■ Given task
Return, word for word, the lines of the data starting at the line that contains "form: [477, 172]." and ending at the last line of the data.

■ Dataset rows
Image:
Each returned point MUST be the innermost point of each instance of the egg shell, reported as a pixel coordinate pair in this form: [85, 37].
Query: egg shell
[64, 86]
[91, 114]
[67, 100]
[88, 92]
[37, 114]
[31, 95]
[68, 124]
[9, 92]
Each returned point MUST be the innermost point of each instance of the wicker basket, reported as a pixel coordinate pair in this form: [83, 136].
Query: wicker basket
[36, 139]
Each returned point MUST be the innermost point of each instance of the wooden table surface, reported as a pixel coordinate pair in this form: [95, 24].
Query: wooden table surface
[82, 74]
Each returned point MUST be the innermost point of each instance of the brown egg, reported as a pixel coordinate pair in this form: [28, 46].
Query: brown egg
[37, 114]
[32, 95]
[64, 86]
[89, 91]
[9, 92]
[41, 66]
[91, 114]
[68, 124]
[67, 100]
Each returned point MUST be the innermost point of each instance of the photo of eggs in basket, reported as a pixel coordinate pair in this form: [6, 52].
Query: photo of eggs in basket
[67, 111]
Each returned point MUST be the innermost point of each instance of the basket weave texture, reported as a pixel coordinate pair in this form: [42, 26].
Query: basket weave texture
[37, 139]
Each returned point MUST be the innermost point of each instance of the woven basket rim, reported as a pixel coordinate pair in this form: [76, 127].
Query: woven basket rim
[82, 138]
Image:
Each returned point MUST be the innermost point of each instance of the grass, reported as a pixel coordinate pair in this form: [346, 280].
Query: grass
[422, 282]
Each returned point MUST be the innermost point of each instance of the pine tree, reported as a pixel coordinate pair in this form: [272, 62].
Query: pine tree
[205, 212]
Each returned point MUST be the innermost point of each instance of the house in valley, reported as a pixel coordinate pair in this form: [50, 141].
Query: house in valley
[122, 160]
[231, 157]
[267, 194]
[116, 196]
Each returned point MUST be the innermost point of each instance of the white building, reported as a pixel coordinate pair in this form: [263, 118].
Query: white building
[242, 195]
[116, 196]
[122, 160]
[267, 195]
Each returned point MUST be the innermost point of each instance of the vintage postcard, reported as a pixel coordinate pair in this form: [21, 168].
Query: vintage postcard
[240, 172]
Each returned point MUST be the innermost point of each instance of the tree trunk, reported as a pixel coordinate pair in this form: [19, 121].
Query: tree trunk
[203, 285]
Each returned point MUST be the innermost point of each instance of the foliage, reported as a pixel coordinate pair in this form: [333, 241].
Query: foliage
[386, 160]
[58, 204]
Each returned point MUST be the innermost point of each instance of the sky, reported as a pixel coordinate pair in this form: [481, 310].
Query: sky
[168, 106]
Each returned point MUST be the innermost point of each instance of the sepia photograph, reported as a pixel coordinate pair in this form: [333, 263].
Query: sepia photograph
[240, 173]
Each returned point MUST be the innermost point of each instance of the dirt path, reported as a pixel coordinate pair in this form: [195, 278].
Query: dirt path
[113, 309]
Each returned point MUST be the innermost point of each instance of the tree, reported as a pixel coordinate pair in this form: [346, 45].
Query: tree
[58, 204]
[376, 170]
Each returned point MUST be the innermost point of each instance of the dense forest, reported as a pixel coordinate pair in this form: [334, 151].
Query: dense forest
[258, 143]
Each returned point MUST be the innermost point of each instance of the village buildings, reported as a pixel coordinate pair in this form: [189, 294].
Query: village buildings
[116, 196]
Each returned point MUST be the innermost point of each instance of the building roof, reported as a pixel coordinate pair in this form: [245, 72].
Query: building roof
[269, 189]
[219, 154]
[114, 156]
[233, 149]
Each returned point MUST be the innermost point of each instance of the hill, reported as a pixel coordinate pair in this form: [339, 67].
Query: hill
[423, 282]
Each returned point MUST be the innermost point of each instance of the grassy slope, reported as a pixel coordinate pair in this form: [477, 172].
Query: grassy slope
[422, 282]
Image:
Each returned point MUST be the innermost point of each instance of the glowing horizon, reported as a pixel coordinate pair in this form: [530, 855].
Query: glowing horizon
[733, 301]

■ Worked answer
Each returned point MUST be the innermost point of each instance of the grassy slope, reported as a pixel coordinate pair in this form: [477, 172].
Query: grassy slope
[422, 282]
Image:
Each returned point MUST be the innermost point of each instance of the glowing horizon, reported as a pixel coordinate pair in this form: [530, 855].
Query: glowing horizon
[733, 301]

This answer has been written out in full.